Extract exactly and only the lines of the data below, starting at the line with "For each instance of the dark car, set" and stopping after the final line.
+===+
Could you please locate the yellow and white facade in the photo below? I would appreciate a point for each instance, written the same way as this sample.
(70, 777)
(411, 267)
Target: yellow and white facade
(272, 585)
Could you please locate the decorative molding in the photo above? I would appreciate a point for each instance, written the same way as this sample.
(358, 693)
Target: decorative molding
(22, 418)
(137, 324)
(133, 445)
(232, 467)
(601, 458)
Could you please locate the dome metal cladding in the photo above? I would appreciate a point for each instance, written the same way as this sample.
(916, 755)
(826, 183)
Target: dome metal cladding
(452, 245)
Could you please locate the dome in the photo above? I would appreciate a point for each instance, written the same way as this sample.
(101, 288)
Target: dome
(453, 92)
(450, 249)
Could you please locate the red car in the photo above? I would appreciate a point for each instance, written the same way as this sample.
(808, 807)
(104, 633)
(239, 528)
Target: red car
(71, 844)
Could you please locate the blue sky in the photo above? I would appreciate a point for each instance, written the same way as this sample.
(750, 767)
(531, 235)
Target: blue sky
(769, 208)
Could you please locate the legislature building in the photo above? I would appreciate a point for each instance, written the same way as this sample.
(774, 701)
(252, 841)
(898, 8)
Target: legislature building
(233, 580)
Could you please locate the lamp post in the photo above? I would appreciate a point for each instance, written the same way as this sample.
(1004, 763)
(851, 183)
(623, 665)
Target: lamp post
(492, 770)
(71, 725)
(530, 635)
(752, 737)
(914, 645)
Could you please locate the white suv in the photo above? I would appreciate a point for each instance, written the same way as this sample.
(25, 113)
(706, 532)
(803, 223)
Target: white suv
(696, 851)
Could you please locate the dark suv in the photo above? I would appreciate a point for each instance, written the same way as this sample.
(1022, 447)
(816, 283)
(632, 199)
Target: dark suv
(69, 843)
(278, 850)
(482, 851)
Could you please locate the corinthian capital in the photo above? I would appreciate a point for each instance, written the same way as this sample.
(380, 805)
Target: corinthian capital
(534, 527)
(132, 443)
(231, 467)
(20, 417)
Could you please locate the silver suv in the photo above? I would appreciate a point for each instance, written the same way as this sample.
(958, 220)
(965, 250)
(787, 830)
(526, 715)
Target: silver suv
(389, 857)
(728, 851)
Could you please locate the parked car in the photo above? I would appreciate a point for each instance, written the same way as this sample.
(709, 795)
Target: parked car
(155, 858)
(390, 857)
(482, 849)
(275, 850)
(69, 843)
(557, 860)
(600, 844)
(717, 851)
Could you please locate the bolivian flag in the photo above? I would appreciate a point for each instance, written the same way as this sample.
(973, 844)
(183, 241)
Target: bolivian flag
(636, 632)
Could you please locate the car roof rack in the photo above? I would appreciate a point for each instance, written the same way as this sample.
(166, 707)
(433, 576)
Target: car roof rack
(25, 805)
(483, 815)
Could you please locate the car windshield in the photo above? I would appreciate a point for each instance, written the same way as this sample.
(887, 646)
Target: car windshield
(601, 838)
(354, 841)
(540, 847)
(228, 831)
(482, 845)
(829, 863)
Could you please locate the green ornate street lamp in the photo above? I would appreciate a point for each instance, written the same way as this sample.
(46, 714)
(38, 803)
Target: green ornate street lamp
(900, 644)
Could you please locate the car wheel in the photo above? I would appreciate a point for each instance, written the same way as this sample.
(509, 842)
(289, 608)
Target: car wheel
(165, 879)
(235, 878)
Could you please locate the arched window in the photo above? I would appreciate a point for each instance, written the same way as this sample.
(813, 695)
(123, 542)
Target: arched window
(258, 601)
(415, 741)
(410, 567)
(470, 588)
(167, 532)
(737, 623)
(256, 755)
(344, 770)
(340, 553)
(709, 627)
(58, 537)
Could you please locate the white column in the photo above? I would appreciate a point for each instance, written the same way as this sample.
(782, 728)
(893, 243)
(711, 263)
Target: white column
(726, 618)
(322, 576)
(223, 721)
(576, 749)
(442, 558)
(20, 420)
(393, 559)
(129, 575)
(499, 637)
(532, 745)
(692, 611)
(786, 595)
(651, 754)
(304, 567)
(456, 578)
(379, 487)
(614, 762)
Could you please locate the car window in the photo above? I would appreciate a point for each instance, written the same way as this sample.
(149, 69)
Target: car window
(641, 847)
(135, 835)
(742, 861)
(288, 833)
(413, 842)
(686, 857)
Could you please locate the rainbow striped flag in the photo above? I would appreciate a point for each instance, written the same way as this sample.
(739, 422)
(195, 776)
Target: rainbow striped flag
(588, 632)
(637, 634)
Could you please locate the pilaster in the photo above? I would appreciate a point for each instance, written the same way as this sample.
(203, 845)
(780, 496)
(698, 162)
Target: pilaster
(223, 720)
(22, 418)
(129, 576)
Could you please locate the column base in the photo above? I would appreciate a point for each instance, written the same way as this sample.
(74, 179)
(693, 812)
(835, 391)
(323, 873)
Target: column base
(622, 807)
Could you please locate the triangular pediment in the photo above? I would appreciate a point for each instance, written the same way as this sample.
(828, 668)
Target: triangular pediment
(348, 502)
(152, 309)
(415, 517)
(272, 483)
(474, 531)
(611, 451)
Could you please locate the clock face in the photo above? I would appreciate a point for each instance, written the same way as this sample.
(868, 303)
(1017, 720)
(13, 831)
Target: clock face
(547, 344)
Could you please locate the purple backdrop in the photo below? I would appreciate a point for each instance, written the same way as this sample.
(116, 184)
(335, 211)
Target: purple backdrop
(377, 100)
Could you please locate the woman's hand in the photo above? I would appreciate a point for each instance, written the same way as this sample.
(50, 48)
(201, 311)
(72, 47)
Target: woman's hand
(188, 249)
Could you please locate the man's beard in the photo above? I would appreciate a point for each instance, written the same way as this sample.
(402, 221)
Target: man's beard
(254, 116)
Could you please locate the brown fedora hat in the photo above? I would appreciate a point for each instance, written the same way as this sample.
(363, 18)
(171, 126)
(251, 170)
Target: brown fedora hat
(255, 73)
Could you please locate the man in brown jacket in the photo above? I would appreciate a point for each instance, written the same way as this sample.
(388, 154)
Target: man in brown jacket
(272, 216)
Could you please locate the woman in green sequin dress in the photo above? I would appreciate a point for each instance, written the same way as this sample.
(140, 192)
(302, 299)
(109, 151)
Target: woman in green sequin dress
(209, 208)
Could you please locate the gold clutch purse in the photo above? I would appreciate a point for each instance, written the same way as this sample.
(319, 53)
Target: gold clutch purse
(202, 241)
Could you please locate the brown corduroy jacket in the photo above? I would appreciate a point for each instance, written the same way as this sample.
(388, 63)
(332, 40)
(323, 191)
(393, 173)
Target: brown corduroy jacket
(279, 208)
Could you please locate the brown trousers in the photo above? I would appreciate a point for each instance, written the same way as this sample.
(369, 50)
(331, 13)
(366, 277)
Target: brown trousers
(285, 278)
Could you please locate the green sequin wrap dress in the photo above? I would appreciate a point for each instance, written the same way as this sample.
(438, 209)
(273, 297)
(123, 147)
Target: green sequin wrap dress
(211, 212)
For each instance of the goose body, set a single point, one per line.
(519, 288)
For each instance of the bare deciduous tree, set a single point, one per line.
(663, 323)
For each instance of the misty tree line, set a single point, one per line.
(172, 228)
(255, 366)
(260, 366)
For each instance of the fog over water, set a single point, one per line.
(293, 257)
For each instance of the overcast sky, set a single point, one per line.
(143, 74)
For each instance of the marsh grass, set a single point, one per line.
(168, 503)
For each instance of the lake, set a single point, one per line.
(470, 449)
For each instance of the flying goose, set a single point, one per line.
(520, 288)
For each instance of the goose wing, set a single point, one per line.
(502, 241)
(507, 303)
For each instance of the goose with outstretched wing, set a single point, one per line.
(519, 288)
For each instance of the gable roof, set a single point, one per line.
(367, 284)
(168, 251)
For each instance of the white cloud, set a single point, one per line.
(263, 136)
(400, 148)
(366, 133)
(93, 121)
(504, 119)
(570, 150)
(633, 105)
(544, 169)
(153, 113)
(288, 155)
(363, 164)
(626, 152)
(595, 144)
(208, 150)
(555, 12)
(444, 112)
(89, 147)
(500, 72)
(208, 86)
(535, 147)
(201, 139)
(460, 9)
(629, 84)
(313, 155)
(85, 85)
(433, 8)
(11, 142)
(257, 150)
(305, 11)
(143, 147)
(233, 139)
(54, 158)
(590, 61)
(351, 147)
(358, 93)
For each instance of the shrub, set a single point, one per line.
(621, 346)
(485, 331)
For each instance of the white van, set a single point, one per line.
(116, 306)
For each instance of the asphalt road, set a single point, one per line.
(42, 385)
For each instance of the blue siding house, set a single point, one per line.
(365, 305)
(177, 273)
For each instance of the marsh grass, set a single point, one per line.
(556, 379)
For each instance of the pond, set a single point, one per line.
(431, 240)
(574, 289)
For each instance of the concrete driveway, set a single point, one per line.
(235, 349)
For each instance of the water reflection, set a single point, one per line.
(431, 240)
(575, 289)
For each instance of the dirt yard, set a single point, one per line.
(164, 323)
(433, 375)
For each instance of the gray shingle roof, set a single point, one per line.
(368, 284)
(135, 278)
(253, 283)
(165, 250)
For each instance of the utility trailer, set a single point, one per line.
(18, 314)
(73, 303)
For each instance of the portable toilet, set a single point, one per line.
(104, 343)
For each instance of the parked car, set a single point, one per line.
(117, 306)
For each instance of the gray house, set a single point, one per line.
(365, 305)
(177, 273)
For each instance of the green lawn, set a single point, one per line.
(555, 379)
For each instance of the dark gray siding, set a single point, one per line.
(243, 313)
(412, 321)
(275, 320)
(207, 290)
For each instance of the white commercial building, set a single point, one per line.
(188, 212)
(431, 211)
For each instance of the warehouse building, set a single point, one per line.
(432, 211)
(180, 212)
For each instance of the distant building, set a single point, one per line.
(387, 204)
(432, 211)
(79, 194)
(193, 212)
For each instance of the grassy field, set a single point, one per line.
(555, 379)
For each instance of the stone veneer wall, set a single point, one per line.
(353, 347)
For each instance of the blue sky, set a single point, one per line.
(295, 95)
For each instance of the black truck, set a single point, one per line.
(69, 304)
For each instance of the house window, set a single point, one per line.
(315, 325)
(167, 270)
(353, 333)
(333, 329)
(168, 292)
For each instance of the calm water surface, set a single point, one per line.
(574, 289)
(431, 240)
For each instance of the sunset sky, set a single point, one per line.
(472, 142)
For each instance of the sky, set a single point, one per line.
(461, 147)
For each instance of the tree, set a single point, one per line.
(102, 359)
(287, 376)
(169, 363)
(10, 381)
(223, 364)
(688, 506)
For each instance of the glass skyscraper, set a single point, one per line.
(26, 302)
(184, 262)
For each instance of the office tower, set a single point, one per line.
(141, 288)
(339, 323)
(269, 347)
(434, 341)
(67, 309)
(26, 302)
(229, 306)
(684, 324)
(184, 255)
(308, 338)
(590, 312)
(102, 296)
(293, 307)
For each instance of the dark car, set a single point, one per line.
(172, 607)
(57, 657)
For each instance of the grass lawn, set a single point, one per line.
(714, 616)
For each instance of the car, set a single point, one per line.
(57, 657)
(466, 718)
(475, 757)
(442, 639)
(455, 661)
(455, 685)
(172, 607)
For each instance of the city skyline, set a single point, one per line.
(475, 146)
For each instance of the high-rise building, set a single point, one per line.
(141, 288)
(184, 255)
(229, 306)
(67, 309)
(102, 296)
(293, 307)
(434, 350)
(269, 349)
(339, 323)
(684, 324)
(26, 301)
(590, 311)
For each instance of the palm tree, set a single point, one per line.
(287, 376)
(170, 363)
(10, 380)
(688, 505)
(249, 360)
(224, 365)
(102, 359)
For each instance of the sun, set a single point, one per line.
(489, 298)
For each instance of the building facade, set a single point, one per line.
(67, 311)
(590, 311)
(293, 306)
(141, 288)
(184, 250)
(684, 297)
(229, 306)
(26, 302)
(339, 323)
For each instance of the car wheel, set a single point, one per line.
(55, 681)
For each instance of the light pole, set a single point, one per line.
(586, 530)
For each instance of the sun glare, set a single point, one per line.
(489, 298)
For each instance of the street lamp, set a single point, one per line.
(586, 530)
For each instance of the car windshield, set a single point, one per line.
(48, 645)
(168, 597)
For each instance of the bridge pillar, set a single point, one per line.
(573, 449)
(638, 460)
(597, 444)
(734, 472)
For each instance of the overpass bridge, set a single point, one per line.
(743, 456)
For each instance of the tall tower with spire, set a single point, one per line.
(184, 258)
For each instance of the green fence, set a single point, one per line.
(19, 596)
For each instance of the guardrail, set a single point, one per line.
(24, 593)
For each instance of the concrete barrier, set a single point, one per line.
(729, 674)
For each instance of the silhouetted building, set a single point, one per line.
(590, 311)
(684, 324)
+===+
Answer to the exercise:
For each instance of the dark car, set a single point, one per line.
(172, 607)
(57, 657)
For each instance of the grass lawn, set a single point, one per line.
(714, 616)
For each instance of the car, set a single point, one per line.
(57, 657)
(466, 718)
(475, 757)
(442, 639)
(455, 661)
(455, 685)
(172, 607)
For each instance of the city skyline, set a single point, one per line.
(475, 146)
For each instance of the high-rise building, set a single point, one per line.
(141, 288)
(184, 255)
(229, 306)
(67, 309)
(102, 296)
(293, 307)
(434, 350)
(269, 349)
(339, 323)
(684, 324)
(26, 301)
(590, 311)
For each instance of the palm tree, set a single point, one per line.
(287, 376)
(170, 363)
(10, 380)
(688, 505)
(249, 360)
(224, 365)
(102, 359)
For each instance of the sun, set a single point, one per line.
(489, 298)
For each instance of the building facade, set a single point, one per line.
(67, 311)
(590, 311)
(293, 306)
(141, 288)
(184, 250)
(684, 297)
(229, 306)
(26, 302)
(339, 323)
For each instance of the car wheel, set a single point, one per line.
(55, 681)
For each instance of the light pole, set a single point, one per line.
(586, 530)
For each instance of the sun glare, set a single point, one per line.
(489, 298)
For each instance of the street lamp, set a single point, one per line.
(586, 530)
For each instance of the car windshield, set a single point, one per line.
(48, 645)
(168, 597)
For each instance of the bridge pillar, set a single point, one per line.
(573, 449)
(638, 460)
(597, 444)
(734, 472)
For each instance of the overpass bridge, set a single point, one per line.
(743, 456)
For each instance of the tall tower with spire, set a single point, one per line.
(184, 258)
For each instance of the green fence, set a single point, one per line.
(19, 596)
For each instance of the guardrail, set a single point, one per line.
(24, 593)
For each instance of the concrete barrier, set a single point, one per line.
(729, 674)
For each instance of the silhouetted building, set a single point, one per line.
(590, 311)
(684, 324)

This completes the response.